== Work to do ==
Return every one of the records below verbatim, without changing a single character.

== Input for this task ==
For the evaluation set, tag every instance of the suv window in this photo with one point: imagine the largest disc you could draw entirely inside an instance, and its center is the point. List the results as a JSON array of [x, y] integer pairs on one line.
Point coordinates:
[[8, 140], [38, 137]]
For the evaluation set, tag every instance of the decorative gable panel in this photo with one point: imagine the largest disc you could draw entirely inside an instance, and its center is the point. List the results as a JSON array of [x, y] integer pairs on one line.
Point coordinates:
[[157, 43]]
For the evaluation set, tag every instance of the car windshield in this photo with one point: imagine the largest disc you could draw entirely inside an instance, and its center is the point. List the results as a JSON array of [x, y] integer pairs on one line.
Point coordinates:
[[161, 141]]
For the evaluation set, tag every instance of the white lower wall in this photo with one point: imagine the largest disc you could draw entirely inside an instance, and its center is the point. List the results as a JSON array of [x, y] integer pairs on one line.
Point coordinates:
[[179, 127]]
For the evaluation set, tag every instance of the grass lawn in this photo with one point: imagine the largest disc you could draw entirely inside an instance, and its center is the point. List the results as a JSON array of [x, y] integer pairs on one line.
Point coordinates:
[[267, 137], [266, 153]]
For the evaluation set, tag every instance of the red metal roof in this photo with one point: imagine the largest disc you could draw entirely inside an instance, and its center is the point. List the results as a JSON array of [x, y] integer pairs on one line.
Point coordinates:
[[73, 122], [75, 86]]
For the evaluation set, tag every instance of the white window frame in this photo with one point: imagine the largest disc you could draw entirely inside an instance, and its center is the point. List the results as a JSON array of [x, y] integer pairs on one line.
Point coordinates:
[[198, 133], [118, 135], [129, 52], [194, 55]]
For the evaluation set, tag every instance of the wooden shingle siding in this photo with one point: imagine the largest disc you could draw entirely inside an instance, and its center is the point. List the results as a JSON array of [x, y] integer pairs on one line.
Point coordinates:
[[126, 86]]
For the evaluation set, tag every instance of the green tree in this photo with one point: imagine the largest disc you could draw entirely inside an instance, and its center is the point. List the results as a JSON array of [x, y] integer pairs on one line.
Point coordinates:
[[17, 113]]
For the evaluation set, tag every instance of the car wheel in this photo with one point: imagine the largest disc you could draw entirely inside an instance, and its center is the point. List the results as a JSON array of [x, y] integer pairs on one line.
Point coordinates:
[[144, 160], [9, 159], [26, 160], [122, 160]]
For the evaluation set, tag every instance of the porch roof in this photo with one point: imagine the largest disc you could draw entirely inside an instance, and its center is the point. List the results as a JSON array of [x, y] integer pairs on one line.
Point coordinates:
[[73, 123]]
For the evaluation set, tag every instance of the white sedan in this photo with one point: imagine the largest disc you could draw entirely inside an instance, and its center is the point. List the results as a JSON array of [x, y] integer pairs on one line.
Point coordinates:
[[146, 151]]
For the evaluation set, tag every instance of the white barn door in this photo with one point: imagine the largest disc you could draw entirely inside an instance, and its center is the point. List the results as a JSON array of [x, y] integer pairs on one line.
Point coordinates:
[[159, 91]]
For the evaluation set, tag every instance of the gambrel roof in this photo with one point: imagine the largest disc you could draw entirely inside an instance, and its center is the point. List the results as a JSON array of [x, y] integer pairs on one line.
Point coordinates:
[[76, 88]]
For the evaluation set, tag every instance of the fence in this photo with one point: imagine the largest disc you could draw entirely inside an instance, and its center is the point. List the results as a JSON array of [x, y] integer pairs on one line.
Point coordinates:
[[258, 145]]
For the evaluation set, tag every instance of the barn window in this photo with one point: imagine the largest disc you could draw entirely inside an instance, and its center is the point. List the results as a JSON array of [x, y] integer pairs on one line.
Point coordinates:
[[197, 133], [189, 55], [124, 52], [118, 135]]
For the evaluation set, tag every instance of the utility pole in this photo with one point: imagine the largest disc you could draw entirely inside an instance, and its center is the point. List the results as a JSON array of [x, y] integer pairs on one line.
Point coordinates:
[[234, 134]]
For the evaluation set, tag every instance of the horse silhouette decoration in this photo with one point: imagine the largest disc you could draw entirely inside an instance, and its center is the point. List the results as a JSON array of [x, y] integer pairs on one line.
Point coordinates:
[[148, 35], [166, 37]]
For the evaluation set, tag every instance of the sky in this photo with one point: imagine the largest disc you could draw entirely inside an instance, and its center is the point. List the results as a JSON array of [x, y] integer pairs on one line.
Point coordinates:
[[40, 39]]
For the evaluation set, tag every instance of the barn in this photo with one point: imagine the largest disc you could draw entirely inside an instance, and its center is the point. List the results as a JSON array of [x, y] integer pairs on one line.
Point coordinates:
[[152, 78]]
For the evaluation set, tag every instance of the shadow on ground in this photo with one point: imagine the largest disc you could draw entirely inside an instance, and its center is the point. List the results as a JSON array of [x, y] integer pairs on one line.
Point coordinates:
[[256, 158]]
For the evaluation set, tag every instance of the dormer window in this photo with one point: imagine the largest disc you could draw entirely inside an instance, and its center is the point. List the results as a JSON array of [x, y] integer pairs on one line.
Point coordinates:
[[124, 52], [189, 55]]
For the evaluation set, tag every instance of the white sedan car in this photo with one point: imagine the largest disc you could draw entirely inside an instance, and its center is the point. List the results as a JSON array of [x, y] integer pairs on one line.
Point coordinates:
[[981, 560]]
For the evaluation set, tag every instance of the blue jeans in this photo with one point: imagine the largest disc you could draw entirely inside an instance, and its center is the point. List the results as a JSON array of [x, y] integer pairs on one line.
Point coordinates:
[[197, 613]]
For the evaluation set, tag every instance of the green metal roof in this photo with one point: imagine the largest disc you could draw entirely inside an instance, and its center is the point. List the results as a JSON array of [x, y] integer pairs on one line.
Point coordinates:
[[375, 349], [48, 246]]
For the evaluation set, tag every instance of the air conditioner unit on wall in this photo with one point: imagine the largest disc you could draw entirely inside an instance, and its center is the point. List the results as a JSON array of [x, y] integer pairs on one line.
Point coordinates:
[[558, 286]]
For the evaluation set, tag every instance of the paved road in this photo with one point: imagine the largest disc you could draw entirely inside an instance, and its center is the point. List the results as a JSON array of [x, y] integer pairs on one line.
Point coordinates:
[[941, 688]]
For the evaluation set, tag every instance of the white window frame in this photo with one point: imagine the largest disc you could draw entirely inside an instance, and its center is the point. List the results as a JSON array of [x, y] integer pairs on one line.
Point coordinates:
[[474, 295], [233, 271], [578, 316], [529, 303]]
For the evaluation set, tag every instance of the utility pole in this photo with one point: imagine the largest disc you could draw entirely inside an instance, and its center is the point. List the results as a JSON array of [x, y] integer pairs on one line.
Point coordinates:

== Task output ==
For the evaluation set, tag every instance of the suv window in this photo with one point: imagine the largest disc you could draw entirely inside an instance, and its center is the point. List the results as a JSON array of [x, y] integer pairs on one line.
Point coordinates:
[[8, 140], [38, 137]]
For the evaluation set, tag every instance of the decorative gable panel in this photo with one point: imagine the largest disc you could draw entirely inside an instance, and its center is the point. List the results as a JSON array of [x, y] integer pairs on one line.
Point coordinates:
[[157, 43]]
For the evaluation set, tag every instance of the car windshield in this photo with one point: imagine the largest disc you could draw entirely inside an instance, and its center is the point. List the results as a JSON array of [x, y] integer pairs on one line.
Point coordinates:
[[161, 141]]
For the evaluation set, tag every instance of the white lower wall in this photo with one point: imagine the largest disc you could draw entirely inside an instance, and its center is the point. List the results as a JSON array of [x, y] integer pairs on one line.
Point coordinates:
[[179, 127]]
For the evaluation set, tag every instance of the grass lawn in this photo with one point: imagine the largest disc you could draw entirely inside an instance, and its center is the point. List the results as a JSON array of [x, y] integer pairs on one line.
Point coordinates:
[[267, 137], [266, 153]]
For the evaluation set, tag every instance of the red metal roof in this photo with one point: imagine the largest disc you could draw entirely inside an instance, and its center is the point. List the results as a JSON array of [x, y] integer pairs on one line.
Point coordinates:
[[73, 122], [75, 86]]
For the evaluation set, tag every instance of the white window frame in this photo with one point: imagine the largest disc you could draw entirely inside an instance, and its center is the point. List the results as a JSON array of [x, y] integer pairs on one line.
Point coordinates:
[[198, 133], [118, 135], [129, 52], [194, 55]]
For the evaluation set, tag every instance of the wooden shingle siding in this photo with one point: imagine the largest disc you could draw entirely inside an instance, and its center is the point. List the results as a JSON array of [x, y] integer pairs on one line.
Point coordinates:
[[126, 86]]
For the evaluation set, tag every instance of the green tree in this photo with one point: imagine the largest disc you could draw entirely inside an instance, and its center is the point. List the results as a JSON array of [x, y] integer pairs on one line.
Point coordinates:
[[17, 113]]
For the evaluation set, tag every instance of the car wheel in this photo with one point: imagine the largest disc you could draw entirely inside an instance, and its center is the point. List the results as a JSON array of [x, y] integer pairs on one line.
Point coordinates:
[[144, 160], [9, 159], [26, 160], [122, 160]]
For the evaluation set, tag every instance of the porch roof in this photo with one point: imagine the largest disc you could draw entirely inside an instance, and its center is the point. List the results as a JSON array of [x, y] integer pairs on one line.
Point coordinates:
[[73, 123]]
For the evaluation set, tag every instance of the white sedan in this photo with one point: imagine the largest disc you could draw entirely inside an instance, and its center is the point. List the results as a JSON array of [x, y] integer pairs on one line.
Point coordinates:
[[146, 151]]
For the evaluation set, tag every instance of the white barn door in this photo with one point: imagine the largest disc you could draw entirely inside an instance, and its center is the point. List the results as a JSON array of [x, y] integer pairs on one line.
Point coordinates:
[[159, 91]]
For the evaluation set, tag every instance of the gambrel roof in this photo with one point: imagine the largest disc you could draw entirely inside an instance, and its center is the point. List the results as a JSON array of [x, y] integer pairs on one line.
Point coordinates:
[[76, 88]]
For the evaluation set, tag every instance of the fence in this photo with one point: imagine the largest disc you could draw entirely inside an instance, and its center is the point. List the results as a JSON array of [x, y] integer pairs on one line.
Point coordinates:
[[258, 145]]
For the evaluation set, tag every instance of the barn window in this photo with one point: imagine the largest disc you could draw entirely inside an instance, and its center is the point. List the results as a JSON array of [x, y] integer pairs on one line.
Point coordinates:
[[197, 133], [189, 55], [124, 52], [118, 135]]
For the evaluation set, tag every instance of the utility pole in this photo with one point: imagine the largest disc you could draw entirely inside an instance, and its center is the point. List the results as a JSON array of [x, y] integer pairs on one line.
Point coordinates:
[[234, 134]]
For the evaluation set, tag every instance of the horse silhouette decoration in this photo with one point: imagine the largest disc you could draw entirely inside an instance, and its center is the point. List the results as a JSON array of [x, y] integer pairs on one line.
Point coordinates:
[[148, 35], [166, 37]]
For the evaluation set, tag every instance of the sky in this photo with one point: imagine the largest disc you could draw entirely inside an instance, and its center is the point. List the results as a JSON array of [x, y] integer pairs on one line.
Point coordinates:
[[40, 39]]
For the evaluation set, tag every instance of the barn in this photo with one point: imagine the largest disc you could draw entirely inside an instance, and its center is the point. List the results as a JSON array of [x, y] integer pairs on one line.
Point coordinates:
[[152, 78]]
For the evaluation set, tag every instance of the shadow on ground in this photo with one point: imagine the largest disc you could draw entirely inside an instance, and its center is the point. List the results as a JSON array of [x, y] integer pairs on one line.
Point coordinates:
[[256, 158]]
For the evaluation set, tag every instance of the dormer window in this photo with one point: imagine the largest disc you could draw entirely inside an instance, and its center is the point. List the results as a JSON array of [x, y] integer pairs on one line.
Point coordinates:
[[124, 52], [189, 55]]
For the evaluation set, tag every instance of the white sedan car in this photo with one point: imagine the largest disc you could draw entirely inside an instance, and its center is the point. List the results as a JSON array of [x, y] integer pairs on one line.
Point coordinates:
[[981, 560]]
For the evaluation set, tag every instance of the blue jeans in this photo with one point: imagine the largest disc you could draw entirely inside an instance, and its center is the point. List the results as a JSON array of [x, y] integer pairs on one line.
Point coordinates:
[[197, 613]]
For the evaluation set, tag every instance of the green metal roof in this photo with one point: imagine the largest disc you could draw entirely inside an instance, and its center is the point. List the results as a JSON array of [x, y] integer pairs on one line.
Point coordinates:
[[375, 349], [48, 246]]
For the evaluation set, tag every instance of the air conditioner unit on wall in this photo with one point: imagine the largest disc you could draw entirely inside an instance, and its center is the point. List the results as a JSON array of [x, y] integer pairs on one line.
Point coordinates:
[[558, 286]]
For the evaluation set, tag every instance of the paved road in this photo with one point: imagine the largest disc you could draw entirely inside an instance, and its center is the point. List the results as a JSON array of [x, y] integer pairs on one line.
Point coordinates:
[[941, 688]]
For the evaluation set, tag every instance of the white window frame in this photo with one point: imagine the largest disc you could draw entirely inside an instance, and its center is the point. List the results as a JSON array of [x, y] integer pairs on one line.
Point coordinates:
[[474, 295], [233, 271], [578, 316], [529, 303]]
For the evaluation set, tag every instance of the utility pole in this photo with one point: imagine the largest disc you could draw entirely inside an instance, and its center is the point. List the results as a JSON array of [x, y] integer pairs on one line.
Point coordinates:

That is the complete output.